Coronavirus: States demand federal help for hotel quarantine
WA and Queensland are demanding federal support to supervise an extra 2000 Australians in hotel quarantine.
Western Australia and Queensland are demanding the Morrison government help supervise an extra 2000 Australians in hotel quarantine, warning people returning from overseas could not be “dumped” on their doorsteps without commonwealth support.
WA Premier Mark McGowan said Friday’s national cabinet meeting would be “interesting” after Scott Morrison said the increase of weekly international arrivals from 4000 to 6000 had been decided and was due to start next week.
His comments were made before any national cabinet agreement on how to accommodate the returned travellers.
“It’s a decision. It’s not a proposal,” the Prime Minister said.
“The commonwealth government has made a decision that those caps have been moved to those levels and planes will be able to fly to those ports carrying that many passengers a week.”
Under the Morrison government’s plan, announced by Deputy Prime Minister Michael McCormack on Wednesday, WA and Queensland’s hotel quarantine capacity would double to 1000 arrivals a week and NSW’s intake would increase from 2450 to 2950.
South Australia would take 600 international passengers.
Mr McGowan accused Mr Morrison of “bossing people around” and he had not seen the commonwealth “act this way before”. “Saying they’re just going to fly people in and dump them on our doorstep is not the way to conduct these matters,” the Premier said.
“If the commonwealth wants to send another 500 Australians a week to Western Australia from overseas that we then need to work on arrangements to quarantine, we will need significant commonwealth support to do that … It cannot be rushed, it cannot be haphazard.”
There are 52 Australian Defence Force personnel assigned to quarantine compliance roles at Perth Airport and a further 48 working in six Perth hotels.

SUPPLIED MATERIAL:
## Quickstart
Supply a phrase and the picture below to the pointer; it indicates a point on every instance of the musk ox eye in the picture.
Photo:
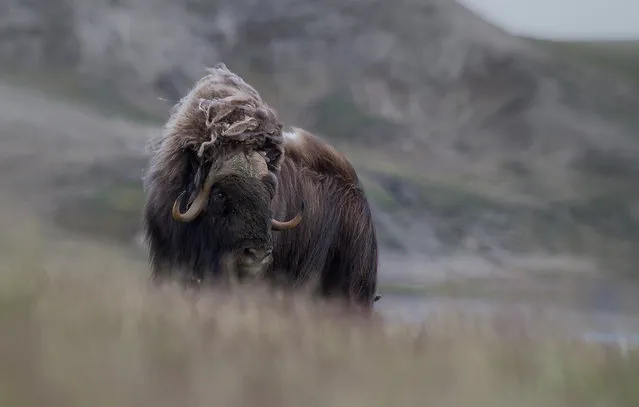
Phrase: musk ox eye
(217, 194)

...

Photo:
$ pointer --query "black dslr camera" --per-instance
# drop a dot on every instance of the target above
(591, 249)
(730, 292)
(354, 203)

WHAT THIS EXERCISE ASKS:
1) According to the hotel quarantine article, who announced the Morrison government's plan to raise weekly international arrivals?
2) From the hotel quarantine article, copy everything from "His comments were" down to "the Premier said.", word for word.

ANSWERS TO THE PROBLEMS:
1) Deputy Prime Minister Michael McCormack, on Wednesday.

2)
His comments were made before any national cabinet agreement on how to accommodate the returned travellers.
“It’s a decision. It’s not a proposal,” the Prime Minister said.
“The commonwealth government has made a decision that those caps have been moved to those levels and planes will be able to fly to those ports carrying that many passengers a week.”
Under the Morrison government’s plan, announced by Deputy Prime Minister Michael McCormack on Wednesday, WA and Queensland’s hotel quarantine capacity would double to 1000 arrivals a week and NSW’s intake would increase from 2450 to 2950.
South Australia would take 600 international passengers.
Mr McGowan accused Mr Morrison of “bossing people around” and he had not seen the commonwealth “act this way before”. “Saying they’re just going to fly people in and dump them on our doorstep is not the way to conduct these matters,” the Premier said.